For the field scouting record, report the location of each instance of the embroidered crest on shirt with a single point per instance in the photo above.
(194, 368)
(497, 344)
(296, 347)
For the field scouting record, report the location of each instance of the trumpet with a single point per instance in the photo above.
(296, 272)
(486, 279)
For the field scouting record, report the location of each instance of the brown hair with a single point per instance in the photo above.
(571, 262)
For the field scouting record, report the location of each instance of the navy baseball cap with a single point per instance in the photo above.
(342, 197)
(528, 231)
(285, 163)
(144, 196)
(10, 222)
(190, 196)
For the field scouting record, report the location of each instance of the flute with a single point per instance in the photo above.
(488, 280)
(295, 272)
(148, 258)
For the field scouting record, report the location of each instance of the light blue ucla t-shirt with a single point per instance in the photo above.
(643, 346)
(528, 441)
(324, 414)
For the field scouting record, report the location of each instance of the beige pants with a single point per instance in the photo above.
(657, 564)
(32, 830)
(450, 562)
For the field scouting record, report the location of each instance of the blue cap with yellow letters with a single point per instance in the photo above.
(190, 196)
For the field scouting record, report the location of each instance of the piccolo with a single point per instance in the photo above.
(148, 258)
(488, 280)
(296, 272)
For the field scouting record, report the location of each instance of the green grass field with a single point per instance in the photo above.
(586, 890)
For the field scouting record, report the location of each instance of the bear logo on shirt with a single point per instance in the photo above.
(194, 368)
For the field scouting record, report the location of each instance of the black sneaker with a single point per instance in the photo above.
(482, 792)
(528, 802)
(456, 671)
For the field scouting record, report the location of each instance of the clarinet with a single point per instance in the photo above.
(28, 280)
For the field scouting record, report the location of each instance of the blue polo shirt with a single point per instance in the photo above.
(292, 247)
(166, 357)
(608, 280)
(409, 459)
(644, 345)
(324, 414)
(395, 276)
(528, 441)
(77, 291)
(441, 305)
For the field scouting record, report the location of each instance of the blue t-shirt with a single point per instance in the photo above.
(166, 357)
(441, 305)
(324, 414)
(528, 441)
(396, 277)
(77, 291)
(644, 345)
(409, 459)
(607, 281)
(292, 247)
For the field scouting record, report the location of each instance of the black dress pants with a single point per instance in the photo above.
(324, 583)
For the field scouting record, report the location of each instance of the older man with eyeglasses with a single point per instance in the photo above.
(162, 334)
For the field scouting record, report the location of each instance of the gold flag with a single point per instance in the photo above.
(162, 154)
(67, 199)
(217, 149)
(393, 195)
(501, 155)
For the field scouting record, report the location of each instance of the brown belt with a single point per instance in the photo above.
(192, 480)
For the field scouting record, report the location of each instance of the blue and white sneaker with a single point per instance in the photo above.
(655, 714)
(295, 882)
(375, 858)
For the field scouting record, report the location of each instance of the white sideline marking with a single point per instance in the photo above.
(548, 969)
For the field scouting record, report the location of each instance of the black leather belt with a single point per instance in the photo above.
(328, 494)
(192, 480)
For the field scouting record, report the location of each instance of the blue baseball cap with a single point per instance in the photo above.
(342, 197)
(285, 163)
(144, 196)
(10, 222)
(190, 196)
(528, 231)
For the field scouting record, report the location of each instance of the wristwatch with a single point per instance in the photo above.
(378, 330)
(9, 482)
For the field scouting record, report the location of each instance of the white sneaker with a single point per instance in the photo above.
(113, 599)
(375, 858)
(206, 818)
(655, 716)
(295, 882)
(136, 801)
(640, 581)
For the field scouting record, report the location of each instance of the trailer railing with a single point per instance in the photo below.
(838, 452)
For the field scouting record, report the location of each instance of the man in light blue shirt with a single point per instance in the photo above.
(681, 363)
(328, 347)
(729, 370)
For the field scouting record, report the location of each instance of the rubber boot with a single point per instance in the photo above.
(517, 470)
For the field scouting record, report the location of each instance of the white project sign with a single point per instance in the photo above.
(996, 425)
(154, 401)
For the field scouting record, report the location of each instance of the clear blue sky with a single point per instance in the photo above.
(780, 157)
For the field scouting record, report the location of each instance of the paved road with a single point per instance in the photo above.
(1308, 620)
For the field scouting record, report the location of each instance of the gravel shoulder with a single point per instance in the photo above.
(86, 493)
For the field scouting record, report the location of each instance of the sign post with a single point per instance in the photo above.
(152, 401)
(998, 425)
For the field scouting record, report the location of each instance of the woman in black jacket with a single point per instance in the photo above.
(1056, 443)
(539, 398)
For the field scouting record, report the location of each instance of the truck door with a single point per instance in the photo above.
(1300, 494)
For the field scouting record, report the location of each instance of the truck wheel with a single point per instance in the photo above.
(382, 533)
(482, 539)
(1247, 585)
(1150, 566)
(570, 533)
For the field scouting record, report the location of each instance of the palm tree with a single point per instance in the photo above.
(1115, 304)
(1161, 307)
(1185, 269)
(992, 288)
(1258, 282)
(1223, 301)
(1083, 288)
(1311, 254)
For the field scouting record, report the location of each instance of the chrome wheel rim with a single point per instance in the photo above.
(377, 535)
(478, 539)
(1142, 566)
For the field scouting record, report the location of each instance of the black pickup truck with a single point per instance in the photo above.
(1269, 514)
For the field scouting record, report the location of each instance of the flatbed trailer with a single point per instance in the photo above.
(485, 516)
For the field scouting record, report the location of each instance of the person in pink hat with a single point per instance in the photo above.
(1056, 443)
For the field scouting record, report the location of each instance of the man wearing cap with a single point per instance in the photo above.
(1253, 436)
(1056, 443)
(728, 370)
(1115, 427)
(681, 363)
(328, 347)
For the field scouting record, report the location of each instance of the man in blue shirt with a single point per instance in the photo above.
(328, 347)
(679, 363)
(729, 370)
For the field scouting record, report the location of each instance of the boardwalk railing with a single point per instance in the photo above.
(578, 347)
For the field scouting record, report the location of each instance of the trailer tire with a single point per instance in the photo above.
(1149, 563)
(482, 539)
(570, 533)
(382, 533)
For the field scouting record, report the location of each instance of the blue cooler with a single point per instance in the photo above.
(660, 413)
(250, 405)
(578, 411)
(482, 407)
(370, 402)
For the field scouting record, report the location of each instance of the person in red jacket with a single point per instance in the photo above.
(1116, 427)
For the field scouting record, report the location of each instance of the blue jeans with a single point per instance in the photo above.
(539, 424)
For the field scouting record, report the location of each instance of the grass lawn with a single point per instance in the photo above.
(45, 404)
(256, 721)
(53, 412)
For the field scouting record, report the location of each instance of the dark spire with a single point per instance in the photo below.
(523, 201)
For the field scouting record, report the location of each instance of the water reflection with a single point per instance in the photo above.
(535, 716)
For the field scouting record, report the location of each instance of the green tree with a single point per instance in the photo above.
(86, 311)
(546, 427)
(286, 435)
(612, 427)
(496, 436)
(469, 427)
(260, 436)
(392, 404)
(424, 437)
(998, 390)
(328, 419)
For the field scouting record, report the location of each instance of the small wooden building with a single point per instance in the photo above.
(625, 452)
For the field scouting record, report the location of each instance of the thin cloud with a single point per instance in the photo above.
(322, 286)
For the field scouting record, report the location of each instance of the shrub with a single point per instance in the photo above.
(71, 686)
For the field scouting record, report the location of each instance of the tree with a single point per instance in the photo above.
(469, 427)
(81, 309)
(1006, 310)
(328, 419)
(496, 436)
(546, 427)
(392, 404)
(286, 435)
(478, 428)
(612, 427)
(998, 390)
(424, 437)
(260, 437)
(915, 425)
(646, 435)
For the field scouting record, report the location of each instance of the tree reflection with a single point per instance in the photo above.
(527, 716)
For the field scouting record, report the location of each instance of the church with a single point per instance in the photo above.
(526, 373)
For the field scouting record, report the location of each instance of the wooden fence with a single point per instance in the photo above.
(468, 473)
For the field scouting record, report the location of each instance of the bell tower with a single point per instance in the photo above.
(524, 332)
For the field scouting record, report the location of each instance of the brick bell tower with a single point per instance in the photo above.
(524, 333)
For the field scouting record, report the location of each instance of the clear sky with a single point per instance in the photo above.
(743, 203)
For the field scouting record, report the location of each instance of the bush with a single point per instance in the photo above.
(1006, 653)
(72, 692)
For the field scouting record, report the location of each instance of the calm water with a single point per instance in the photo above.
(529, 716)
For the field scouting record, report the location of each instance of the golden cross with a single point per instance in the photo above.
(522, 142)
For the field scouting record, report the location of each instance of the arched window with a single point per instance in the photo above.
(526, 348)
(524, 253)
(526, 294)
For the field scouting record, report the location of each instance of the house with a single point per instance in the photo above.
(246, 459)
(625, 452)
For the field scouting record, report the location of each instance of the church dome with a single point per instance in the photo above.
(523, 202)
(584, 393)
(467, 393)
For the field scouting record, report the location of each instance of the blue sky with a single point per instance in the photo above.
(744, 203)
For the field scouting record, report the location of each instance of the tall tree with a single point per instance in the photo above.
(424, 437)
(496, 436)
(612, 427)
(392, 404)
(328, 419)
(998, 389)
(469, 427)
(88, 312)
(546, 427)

· · · · · · ·

*Direction*. Every line from the one holding "of the house" through the final line of the listing must be echoed exactly; leave out all other lines.

*Result for this exercise*.
For the field scouting record, report the location of each instance of the house with a single point per instance in the photo above.
(246, 459)
(625, 452)
For the field scouting record, report the location of each instance of the church dome with a single point per instance in the photo above.
(523, 202)
(584, 393)
(467, 393)
For the field scouting record, report the location of each instance of the blue sky with a single point per instance in the photo above.
(744, 203)
For the field scouting record, report the location of each instance of the tall tree with a single point per instance in the photo above.
(424, 437)
(496, 436)
(612, 427)
(392, 404)
(328, 419)
(998, 389)
(469, 427)
(88, 312)
(546, 427)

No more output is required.